[Opening RECORDS FOR THIS TASK section]
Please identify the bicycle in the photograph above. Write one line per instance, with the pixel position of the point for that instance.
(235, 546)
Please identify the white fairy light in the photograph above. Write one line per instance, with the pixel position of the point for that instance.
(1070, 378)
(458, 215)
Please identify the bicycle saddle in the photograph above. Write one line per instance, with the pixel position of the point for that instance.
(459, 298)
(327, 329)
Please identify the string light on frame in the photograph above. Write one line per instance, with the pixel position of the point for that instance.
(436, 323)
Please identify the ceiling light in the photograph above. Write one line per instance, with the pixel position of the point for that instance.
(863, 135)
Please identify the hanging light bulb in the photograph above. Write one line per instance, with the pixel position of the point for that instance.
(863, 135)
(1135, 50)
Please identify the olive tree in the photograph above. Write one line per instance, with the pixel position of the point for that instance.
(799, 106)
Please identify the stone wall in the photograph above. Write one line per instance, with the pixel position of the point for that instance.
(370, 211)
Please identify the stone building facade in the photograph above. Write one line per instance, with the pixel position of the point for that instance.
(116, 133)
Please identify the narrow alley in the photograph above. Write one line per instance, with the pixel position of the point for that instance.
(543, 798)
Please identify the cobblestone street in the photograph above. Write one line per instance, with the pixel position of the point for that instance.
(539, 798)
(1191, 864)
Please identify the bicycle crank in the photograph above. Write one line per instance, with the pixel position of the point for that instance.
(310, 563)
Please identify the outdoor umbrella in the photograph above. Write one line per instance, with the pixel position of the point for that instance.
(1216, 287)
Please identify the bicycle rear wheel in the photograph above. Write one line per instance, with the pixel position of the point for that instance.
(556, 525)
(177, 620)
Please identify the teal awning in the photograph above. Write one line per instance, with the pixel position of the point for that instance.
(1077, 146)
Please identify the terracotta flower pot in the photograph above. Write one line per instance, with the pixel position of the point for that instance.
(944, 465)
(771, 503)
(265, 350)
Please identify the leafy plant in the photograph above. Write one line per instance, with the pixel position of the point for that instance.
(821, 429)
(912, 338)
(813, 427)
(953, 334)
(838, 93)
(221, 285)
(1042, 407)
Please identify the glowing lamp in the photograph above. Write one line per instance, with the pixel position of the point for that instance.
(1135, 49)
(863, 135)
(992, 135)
[Closing RECORDS FOR THIS TASK section]
- _TASK PROMPT_
Send back each record exactly, and include them all.

- _OUTPUT OF THE TASK_
Please identify the bicycle in the photograph above. Write one line per instance, with the pixel position of the point for that instance.
(235, 546)
Please identify the white fairy light in the photograph above. Write one line per instance, with the pixel position of the point for that instance.
(1070, 378)
(458, 215)
Please identify the bicycle saddle in the photograph above. Write one line per instance, with the pixel position of the point for that instance.
(459, 298)
(327, 329)
Please identify the string light on frame in the photograph above. Write one line per instance, with the pixel position of the point for that instance.
(436, 323)
Please identify the ceiling light in the photograph above. Write one line per instance, with the pixel position of the point for that instance.
(863, 135)
Please identify the hanging light bulb in the photograph above. Write one line per instance, with the pixel position of the point for that instance.
(863, 135)
(1135, 50)
Please identify the olive tree in the photograph above. Write one line per instance, with the pixel position of the point for that instance.
(799, 106)
Please identify the stone wall in the photograph above. Write one line per instance, with the pixel position of the point for that instance.
(370, 211)
Please identify the stone building facade in the photograph above. Write one line per instance, with the pixel position of the point for that instance.
(116, 133)
Please identify the narrow alley in the photograph above. Write one line per instance, with the pixel position of the point for that instance.
(543, 798)
Please identify the cobblestone street in the photograph above. Write one line per instance, with the pixel position of the point for that instance.
(539, 798)
(1191, 864)
Please identify the bicycle crank in the photograph above. Write one line per instance, with the pixel position of the point for that instance.
(310, 563)
Please identify the outdoor umbrella in the photograph above. Write one line per instance, with the pixel position of the point for that instance.
(1216, 287)
Please identify the bicycle rear wheel in the photograph above. Write one line per instance, with the pixel position of the point for that instance.
(556, 525)
(177, 620)
Please identify the teal awning in the photograph above. Write one line per instance, with the pixel position of the point for that instance.
(1077, 146)
Please identify the terracotta flower pot in the photograph above. Write one line per instance, with the pixel position of the point for that instance.
(944, 465)
(771, 503)
(265, 350)
Please identify the leafy plant in the photograph above. Write one line per instance, with the pixel position of the point for that instance.
(821, 429)
(912, 338)
(813, 427)
(953, 334)
(838, 93)
(221, 285)
(1042, 407)
Please identify the glowing lamp in the photograph above. Write one line per instance, with the pixel position of the point for that instance.
(1135, 49)
(863, 135)
(992, 135)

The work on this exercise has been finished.